Items from a dataset:
* * *

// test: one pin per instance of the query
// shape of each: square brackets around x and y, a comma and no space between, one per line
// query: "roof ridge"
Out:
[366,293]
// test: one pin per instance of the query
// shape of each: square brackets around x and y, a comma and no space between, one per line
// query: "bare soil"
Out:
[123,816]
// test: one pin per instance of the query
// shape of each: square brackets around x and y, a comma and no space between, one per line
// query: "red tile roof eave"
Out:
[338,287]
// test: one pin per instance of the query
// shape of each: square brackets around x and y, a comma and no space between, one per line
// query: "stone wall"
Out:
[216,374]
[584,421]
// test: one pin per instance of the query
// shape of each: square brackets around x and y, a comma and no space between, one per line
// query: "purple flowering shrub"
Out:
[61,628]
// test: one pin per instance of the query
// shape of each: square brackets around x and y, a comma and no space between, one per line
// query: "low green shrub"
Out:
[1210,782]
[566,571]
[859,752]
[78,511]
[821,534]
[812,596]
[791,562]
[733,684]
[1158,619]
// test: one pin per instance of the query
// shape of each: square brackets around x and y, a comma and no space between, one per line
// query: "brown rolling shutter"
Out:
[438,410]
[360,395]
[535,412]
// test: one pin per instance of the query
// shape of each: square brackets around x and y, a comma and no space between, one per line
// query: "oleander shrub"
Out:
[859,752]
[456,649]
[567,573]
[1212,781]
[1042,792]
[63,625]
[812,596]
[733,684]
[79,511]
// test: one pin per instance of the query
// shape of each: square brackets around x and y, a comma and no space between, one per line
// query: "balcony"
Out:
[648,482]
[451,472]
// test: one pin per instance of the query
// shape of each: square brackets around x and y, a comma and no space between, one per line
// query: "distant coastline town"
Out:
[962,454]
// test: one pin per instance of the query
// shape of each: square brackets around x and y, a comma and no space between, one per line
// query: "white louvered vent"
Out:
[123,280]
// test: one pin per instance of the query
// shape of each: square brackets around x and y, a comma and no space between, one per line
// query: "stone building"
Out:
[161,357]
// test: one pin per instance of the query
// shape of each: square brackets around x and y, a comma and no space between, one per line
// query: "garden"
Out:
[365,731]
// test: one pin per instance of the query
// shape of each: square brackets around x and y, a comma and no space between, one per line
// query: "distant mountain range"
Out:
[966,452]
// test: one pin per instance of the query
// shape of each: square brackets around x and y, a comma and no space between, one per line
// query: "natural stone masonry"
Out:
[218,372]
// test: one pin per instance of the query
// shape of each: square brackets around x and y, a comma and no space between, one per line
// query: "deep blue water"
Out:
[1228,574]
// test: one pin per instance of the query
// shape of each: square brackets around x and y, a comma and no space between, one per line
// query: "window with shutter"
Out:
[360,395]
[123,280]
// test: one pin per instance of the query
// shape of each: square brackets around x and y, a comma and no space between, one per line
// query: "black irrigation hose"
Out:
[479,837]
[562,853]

* * *

> **WHAT TO WORK ON**
Each line of the listing should be echoed back exactly.

> **COMPLETED EXERCISE**
// test: one pin per instance of the query
// shape of each: square brackets around x and y, a comma and no space between, one per line
// query: "roof ridge"
Out:
[366,293]
// test: one pin per instance of the query
// shape of each: square brackets around x and y, a comma and no space between, one per line
// query: "bare soil"
Out:
[123,816]
// test: one pin per instance of the query
// shape of each: square brackets around x and y, a comma and no space between, one per line
// query: "red tile roof eave"
Out:
[338,287]
// test: one pin per instance of the query
// shape of each: square brackets around x and y, a comma and no space between, one per line
// query: "stone wall"
Out:
[216,374]
[584,421]
// test: one pin per instance of the query
// shape of each: square brackets around x and y, a comma and no space between, one per line
// query: "purple flowering shrub"
Out:
[61,628]
// test: one pin per instance of the query
// shape of each: square brackets around x and y, a comma and no space between, one per line
// query: "low green shrub"
Out:
[1210,782]
[566,571]
[859,752]
[78,511]
[821,534]
[812,596]
[791,562]
[733,684]
[1158,619]
// test: one pin per instance of the query
// shape of each: square brackets around x and y, a comma and no space between, one per line
// query: "brown rolling shutter"
Out:
[438,410]
[360,395]
[535,412]
// test: one pin per instance of the query
// shape of each: square brackets around x and y, a comma and no space between, one per line
// query: "oleander shrub"
Out:
[859,752]
[456,649]
[567,573]
[1212,781]
[1042,792]
[63,625]
[812,596]
[733,684]
[79,511]
// test: one pin per instance of the query
// shape of each: square brackets around x and y, a comma and no space between, one per line
// query: "balcony"
Out:
[648,482]
[451,472]
// test: one pin per instance of the query
// shape of each: square brackets around x and y, a comma and no space between, one per line
// query: "distant coastline town"
Out:
[962,454]
// test: one pin per instance of the query
// shape of each: square brackets around x and y, a comma and no space between, one per line
// query: "white louvered vent"
Out:
[123,280]
// test: one pin per instance of the query
// shape of each: square brackets around x and y, a comma and no space between, one per line
// query: "stone building"
Out:
[161,357]
// test: one pin per instance of the query
// shape of each: square brackets around x and y, a comma and no space between, one per line
// query: "garden"
Out:
[365,731]
// test: one pin per instance of the query
// shape of each: square brackets around x and y, a comma and no space between, one per line
// query: "distant mountain range"
Out:
[966,452]
// test: one pin per instance of the query
// shape of each: square brackets around x and y, a comma and no space between, one per line
// query: "natural stone masonry"
Out:
[218,372]
// test: one pin per instance of the query
// shape of each: square brackets around x and y, a comma and no space between, one per line
// query: "deep blue water"
Out:
[1228,574]
// test: one pin per instance of the query
// shape of each: square brackets around x and y, a comma and no space between, one per line
// query: "window with shutter"
Out:
[360,395]
[123,280]
// test: one pin per instance of the query
// shape of each: square brackets around x and y, a comma and no space between, one per line
// query: "black irrigation hose"
Out:
[479,837]
[562,853]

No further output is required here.